REQUIRED ACTION — Using the data below, show every line where the word "sign" occurs.

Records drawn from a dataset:
□ □ □ □ □

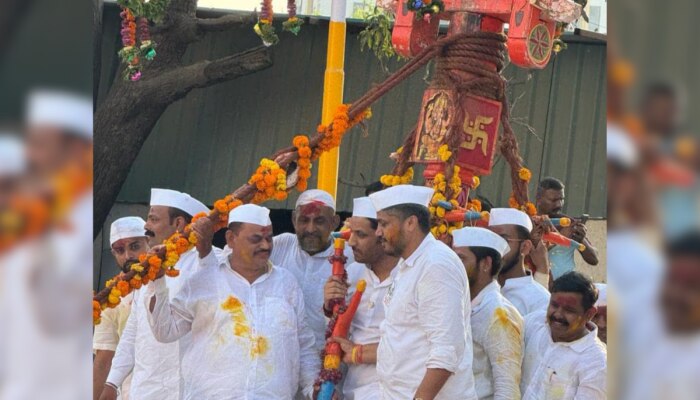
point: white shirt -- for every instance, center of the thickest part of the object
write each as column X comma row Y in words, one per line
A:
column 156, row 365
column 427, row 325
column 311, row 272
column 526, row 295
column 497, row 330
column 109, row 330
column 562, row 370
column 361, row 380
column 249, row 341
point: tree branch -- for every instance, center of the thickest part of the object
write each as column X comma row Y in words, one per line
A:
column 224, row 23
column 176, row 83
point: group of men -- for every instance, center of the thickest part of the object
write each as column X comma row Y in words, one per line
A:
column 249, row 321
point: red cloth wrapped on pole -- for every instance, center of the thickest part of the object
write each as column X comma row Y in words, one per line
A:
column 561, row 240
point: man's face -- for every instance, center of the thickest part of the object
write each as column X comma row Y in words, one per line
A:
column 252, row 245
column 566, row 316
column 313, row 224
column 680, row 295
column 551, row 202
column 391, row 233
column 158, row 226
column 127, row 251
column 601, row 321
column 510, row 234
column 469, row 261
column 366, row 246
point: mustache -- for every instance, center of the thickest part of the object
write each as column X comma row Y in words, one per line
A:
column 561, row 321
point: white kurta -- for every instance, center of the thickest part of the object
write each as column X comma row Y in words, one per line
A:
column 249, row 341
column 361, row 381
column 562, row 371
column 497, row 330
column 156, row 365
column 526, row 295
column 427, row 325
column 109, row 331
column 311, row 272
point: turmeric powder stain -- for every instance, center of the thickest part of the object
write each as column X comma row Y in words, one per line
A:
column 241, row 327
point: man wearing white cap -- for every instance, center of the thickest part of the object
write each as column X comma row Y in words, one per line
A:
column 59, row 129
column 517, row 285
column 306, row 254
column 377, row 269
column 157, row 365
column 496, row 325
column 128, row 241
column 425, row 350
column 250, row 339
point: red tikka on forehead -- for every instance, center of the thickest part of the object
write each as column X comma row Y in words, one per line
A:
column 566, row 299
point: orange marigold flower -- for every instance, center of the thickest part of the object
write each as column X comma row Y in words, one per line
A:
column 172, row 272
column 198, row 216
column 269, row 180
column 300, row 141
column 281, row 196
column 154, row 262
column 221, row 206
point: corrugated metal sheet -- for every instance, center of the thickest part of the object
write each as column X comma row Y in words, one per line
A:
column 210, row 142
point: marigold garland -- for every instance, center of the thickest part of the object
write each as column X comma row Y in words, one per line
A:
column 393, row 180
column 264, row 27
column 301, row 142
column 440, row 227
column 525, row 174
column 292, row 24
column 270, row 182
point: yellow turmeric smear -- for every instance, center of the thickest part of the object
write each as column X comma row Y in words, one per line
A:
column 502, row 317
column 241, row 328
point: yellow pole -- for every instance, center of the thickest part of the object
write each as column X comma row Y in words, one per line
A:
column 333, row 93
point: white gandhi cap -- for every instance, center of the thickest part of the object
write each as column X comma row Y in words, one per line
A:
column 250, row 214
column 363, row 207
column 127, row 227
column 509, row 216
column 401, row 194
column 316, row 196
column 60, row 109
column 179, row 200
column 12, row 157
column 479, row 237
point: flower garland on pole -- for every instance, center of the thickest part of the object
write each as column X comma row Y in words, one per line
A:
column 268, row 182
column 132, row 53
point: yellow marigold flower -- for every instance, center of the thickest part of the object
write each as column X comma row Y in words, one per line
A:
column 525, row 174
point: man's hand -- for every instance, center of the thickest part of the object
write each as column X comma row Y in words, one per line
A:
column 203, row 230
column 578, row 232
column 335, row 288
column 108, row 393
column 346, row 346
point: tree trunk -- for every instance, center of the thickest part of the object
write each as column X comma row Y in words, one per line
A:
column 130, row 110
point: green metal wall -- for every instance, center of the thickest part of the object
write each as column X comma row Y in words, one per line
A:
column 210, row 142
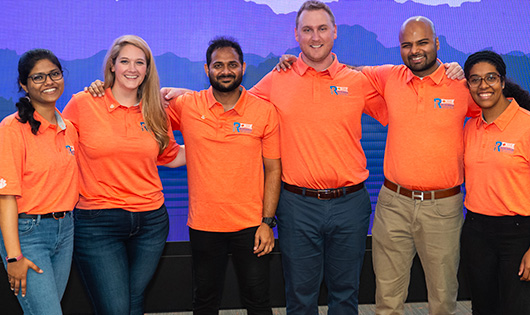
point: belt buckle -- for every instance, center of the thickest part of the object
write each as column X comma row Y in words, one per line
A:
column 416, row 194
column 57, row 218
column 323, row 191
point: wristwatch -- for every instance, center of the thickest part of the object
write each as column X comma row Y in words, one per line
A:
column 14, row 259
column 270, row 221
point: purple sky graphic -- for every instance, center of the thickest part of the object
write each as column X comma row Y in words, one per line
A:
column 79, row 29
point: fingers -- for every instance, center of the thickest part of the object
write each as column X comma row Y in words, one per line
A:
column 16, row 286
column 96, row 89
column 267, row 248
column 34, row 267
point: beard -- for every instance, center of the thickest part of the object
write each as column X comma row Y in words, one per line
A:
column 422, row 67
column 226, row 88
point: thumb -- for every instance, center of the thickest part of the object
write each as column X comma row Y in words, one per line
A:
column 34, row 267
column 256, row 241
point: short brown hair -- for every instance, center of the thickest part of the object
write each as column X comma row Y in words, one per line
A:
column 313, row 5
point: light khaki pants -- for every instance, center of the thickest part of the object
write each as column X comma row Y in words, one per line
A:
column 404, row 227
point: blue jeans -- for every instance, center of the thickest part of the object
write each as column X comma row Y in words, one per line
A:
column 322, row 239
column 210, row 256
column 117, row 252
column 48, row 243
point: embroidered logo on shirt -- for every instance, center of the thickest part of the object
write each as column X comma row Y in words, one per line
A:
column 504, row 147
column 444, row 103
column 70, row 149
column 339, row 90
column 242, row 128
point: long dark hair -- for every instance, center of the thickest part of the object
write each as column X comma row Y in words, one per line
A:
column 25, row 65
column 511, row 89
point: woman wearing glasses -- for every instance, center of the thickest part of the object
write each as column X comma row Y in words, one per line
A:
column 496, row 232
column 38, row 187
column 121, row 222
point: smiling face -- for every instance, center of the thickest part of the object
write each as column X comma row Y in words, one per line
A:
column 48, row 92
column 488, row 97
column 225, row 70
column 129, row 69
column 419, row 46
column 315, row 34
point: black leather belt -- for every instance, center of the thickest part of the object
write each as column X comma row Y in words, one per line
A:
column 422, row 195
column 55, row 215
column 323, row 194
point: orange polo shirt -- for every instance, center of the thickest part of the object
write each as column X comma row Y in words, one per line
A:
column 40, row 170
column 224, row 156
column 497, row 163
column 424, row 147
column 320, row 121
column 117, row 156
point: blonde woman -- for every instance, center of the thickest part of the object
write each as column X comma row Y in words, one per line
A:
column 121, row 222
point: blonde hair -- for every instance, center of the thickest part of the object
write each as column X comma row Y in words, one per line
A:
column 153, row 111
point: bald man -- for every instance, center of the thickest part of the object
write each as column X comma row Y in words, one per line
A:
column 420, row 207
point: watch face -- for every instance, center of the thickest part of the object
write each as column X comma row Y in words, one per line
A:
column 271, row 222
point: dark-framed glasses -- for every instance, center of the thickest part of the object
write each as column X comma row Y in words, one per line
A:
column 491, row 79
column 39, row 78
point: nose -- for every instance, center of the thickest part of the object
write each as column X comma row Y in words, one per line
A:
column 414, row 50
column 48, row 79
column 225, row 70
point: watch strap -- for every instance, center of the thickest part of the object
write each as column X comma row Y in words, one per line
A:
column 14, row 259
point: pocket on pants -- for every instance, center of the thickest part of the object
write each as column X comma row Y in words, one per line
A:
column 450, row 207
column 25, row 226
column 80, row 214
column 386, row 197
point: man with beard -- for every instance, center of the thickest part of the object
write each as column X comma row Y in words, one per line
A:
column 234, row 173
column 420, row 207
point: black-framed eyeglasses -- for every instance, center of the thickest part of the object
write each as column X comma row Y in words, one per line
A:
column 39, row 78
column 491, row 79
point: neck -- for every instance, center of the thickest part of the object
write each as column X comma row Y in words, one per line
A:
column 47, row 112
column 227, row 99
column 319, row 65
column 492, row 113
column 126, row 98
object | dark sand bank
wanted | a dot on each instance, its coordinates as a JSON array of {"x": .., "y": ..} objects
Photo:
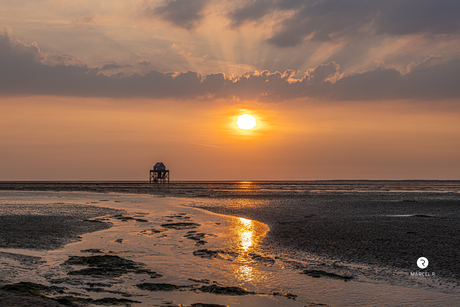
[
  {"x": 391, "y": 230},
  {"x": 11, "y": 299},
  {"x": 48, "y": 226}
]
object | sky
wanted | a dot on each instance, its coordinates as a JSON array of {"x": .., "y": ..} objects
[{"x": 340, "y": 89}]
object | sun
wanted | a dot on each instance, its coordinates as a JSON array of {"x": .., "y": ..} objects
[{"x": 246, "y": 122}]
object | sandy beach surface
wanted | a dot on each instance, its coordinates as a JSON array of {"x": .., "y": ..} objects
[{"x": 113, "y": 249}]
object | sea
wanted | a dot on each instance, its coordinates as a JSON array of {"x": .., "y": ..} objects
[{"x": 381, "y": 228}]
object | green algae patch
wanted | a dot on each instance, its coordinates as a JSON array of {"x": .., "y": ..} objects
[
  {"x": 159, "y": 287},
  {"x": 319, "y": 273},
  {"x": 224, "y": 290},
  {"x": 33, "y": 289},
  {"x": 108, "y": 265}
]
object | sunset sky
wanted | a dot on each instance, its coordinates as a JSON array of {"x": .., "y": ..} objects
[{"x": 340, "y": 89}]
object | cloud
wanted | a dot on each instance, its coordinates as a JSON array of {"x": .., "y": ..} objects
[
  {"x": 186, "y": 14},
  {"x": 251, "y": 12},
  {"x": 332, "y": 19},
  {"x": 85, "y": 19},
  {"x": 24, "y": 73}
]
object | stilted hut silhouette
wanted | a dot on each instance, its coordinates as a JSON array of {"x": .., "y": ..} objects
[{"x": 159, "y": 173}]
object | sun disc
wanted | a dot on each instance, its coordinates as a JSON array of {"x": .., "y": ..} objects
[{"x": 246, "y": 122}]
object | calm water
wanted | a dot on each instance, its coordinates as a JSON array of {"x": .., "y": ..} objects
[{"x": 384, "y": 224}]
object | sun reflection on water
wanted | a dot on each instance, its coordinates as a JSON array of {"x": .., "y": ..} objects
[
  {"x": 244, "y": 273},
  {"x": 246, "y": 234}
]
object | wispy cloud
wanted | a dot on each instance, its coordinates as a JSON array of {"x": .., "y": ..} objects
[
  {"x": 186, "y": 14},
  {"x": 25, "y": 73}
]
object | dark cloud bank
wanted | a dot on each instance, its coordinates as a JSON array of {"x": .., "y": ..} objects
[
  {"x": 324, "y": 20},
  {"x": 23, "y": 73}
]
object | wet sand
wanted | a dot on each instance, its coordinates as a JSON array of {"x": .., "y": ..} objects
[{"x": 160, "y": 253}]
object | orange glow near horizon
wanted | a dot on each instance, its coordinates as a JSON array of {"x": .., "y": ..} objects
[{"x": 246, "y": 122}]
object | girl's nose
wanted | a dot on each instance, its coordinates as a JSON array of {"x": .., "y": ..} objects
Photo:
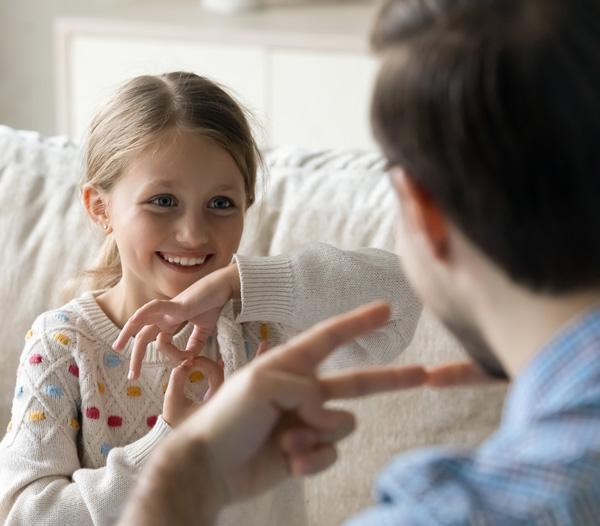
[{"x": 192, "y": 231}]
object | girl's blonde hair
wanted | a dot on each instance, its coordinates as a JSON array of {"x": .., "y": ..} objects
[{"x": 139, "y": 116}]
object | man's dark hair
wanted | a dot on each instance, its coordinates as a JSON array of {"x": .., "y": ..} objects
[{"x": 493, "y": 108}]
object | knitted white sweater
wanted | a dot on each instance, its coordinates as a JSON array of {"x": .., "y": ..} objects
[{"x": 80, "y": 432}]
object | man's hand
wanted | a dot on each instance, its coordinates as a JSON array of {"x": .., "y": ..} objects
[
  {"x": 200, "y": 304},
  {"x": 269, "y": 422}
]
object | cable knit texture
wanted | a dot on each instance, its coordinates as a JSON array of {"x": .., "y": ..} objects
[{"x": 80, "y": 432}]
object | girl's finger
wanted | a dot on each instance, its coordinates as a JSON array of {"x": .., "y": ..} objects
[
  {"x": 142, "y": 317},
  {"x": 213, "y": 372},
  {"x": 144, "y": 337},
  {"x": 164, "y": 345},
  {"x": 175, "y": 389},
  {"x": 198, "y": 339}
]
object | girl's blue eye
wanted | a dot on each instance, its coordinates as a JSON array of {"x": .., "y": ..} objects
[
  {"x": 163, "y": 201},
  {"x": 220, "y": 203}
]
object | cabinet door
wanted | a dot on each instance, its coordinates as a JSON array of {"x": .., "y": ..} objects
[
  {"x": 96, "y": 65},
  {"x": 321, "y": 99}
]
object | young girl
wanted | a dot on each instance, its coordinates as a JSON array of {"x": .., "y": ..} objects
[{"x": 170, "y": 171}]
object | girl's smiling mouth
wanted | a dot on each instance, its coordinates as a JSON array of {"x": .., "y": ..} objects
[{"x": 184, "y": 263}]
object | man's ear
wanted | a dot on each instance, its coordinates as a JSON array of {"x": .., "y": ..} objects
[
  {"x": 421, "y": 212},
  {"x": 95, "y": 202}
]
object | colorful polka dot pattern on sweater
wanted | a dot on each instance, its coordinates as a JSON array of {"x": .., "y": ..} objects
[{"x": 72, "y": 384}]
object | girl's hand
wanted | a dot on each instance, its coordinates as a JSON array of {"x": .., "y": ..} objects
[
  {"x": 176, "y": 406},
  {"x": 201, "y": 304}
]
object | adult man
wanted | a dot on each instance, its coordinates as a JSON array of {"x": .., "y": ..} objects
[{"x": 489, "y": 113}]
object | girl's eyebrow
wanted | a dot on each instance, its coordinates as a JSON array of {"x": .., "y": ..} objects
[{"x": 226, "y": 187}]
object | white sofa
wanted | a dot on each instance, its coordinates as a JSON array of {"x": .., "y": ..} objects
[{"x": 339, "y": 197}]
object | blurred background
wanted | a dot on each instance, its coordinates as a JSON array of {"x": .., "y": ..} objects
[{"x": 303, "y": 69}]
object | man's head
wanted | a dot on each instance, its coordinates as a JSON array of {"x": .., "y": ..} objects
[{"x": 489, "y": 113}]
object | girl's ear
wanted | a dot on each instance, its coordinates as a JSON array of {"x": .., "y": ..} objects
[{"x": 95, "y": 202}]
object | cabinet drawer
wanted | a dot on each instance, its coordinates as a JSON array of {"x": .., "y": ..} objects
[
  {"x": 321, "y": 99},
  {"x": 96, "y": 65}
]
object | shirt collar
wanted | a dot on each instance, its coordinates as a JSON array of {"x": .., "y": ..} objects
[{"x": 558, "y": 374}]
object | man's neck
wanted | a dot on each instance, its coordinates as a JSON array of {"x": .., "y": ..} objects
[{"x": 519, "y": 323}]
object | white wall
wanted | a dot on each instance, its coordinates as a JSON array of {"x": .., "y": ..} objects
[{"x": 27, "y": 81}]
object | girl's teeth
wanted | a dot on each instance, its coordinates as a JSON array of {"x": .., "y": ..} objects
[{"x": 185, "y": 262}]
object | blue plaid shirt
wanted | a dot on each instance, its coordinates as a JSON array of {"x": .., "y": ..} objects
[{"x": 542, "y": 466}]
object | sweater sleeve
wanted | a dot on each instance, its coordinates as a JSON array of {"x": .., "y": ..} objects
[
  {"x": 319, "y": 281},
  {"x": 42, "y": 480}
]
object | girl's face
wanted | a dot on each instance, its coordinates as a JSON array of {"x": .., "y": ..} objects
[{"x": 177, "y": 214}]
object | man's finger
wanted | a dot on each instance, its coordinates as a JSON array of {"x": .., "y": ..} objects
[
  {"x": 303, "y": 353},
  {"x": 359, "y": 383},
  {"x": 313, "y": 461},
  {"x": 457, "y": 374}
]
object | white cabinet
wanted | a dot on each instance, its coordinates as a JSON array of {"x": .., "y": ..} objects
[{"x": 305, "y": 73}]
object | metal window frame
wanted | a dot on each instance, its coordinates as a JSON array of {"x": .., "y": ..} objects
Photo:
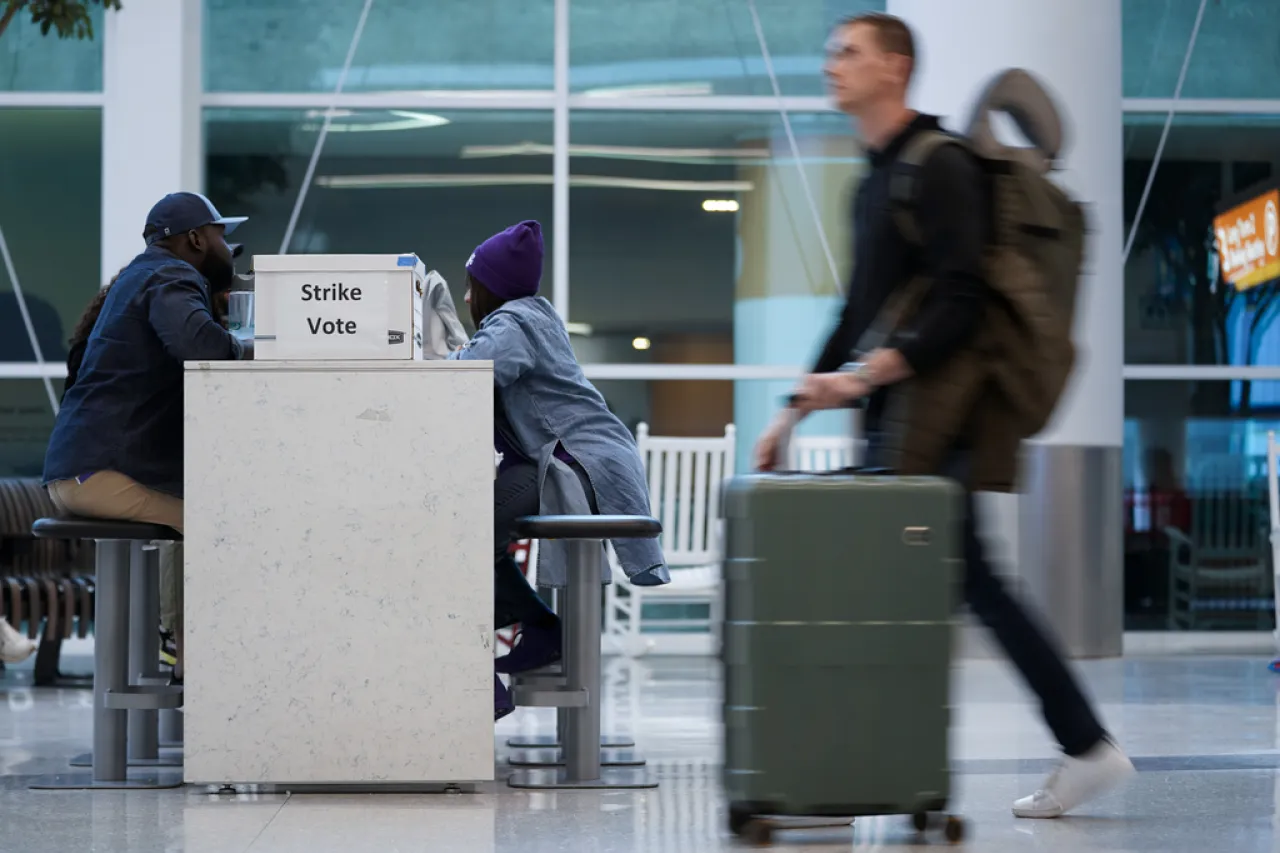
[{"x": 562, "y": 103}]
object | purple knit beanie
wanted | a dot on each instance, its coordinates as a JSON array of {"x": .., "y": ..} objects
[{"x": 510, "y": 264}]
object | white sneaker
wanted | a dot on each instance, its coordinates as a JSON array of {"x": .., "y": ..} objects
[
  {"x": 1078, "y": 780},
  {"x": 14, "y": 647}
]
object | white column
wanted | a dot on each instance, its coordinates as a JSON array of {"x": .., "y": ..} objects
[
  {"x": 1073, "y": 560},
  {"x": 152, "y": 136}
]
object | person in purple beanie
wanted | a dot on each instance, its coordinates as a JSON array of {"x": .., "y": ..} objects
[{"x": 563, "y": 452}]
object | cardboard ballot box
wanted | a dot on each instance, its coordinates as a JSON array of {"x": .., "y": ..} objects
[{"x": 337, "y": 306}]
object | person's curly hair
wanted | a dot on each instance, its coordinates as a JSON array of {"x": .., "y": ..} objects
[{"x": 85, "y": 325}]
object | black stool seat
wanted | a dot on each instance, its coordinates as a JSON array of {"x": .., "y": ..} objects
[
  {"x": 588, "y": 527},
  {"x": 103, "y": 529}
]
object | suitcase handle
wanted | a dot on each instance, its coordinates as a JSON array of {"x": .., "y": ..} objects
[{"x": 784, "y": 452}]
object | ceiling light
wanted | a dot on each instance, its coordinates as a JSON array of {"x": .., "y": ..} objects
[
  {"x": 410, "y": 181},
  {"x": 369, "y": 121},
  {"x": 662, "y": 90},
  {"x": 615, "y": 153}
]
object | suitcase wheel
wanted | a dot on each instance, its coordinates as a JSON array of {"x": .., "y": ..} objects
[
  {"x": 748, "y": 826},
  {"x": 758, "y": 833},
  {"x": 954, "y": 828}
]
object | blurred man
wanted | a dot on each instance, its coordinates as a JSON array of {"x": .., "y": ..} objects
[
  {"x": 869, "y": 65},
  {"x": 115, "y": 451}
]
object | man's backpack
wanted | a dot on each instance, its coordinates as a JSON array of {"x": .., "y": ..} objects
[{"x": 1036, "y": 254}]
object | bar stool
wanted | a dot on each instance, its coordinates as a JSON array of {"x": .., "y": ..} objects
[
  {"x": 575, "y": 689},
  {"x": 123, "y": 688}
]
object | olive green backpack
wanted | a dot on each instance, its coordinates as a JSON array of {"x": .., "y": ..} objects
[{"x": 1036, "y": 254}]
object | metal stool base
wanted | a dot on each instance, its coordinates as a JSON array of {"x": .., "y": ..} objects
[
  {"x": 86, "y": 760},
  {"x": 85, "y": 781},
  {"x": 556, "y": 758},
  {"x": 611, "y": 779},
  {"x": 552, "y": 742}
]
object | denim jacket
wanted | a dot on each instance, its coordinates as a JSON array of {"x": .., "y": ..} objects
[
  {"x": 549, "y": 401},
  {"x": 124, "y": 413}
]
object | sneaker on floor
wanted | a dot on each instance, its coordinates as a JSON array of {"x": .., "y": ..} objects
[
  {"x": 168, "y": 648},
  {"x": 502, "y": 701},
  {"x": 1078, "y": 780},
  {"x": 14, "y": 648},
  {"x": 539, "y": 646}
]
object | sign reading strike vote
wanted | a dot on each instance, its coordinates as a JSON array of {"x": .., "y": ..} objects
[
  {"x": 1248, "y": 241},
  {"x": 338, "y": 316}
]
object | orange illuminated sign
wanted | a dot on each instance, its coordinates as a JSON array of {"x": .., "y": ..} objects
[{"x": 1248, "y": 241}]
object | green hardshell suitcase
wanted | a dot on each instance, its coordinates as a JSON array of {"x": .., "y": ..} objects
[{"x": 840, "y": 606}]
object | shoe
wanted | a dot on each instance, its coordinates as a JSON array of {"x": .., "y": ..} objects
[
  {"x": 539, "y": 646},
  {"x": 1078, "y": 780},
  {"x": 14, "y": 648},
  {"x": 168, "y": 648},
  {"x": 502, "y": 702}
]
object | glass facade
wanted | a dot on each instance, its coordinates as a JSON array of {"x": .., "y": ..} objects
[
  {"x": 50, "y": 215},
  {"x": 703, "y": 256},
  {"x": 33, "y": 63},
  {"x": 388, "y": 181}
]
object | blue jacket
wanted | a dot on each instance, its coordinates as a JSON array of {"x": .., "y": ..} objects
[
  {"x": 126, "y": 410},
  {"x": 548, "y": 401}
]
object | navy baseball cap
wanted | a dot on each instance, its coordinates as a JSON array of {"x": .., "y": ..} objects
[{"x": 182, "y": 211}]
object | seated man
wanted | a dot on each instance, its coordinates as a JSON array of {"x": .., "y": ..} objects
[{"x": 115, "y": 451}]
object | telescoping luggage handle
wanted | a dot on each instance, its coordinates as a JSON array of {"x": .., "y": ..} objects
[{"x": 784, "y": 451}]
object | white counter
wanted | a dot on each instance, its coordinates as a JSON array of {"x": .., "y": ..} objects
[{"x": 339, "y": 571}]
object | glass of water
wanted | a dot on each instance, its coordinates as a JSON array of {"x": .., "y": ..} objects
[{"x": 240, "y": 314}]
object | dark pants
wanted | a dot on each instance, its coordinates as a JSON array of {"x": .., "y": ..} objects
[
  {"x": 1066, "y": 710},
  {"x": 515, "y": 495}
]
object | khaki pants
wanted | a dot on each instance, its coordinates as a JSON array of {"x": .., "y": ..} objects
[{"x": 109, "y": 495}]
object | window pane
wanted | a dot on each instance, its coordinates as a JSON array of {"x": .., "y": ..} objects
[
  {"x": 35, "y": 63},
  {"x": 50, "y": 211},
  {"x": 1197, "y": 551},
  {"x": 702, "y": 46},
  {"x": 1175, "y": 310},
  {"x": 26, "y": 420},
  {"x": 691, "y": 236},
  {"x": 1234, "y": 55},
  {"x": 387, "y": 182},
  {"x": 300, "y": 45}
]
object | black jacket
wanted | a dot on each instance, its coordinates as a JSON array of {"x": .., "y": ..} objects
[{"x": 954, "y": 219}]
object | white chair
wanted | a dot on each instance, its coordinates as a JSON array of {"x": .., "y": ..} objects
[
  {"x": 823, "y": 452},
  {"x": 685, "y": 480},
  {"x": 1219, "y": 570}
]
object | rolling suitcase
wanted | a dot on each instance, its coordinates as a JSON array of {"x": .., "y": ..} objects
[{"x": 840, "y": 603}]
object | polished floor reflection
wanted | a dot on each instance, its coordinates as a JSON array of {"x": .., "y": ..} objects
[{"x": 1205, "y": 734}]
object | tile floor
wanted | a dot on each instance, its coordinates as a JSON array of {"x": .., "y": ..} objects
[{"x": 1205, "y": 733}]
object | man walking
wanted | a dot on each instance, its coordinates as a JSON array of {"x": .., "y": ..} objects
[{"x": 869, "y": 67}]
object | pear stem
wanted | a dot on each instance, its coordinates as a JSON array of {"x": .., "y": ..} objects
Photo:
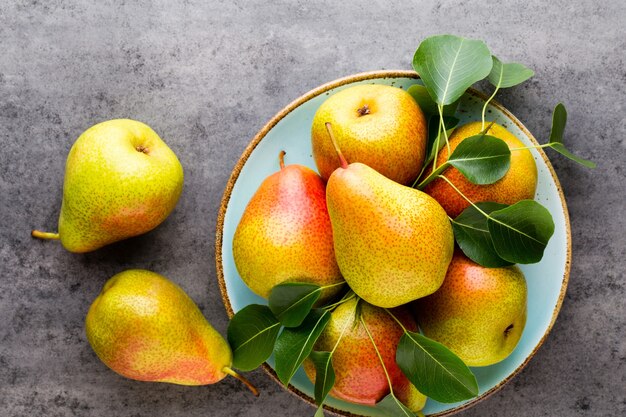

□ □ □ □ □

EXERCISE RESPONSE —
object | sign reading strike vote
object | orange illuminated sign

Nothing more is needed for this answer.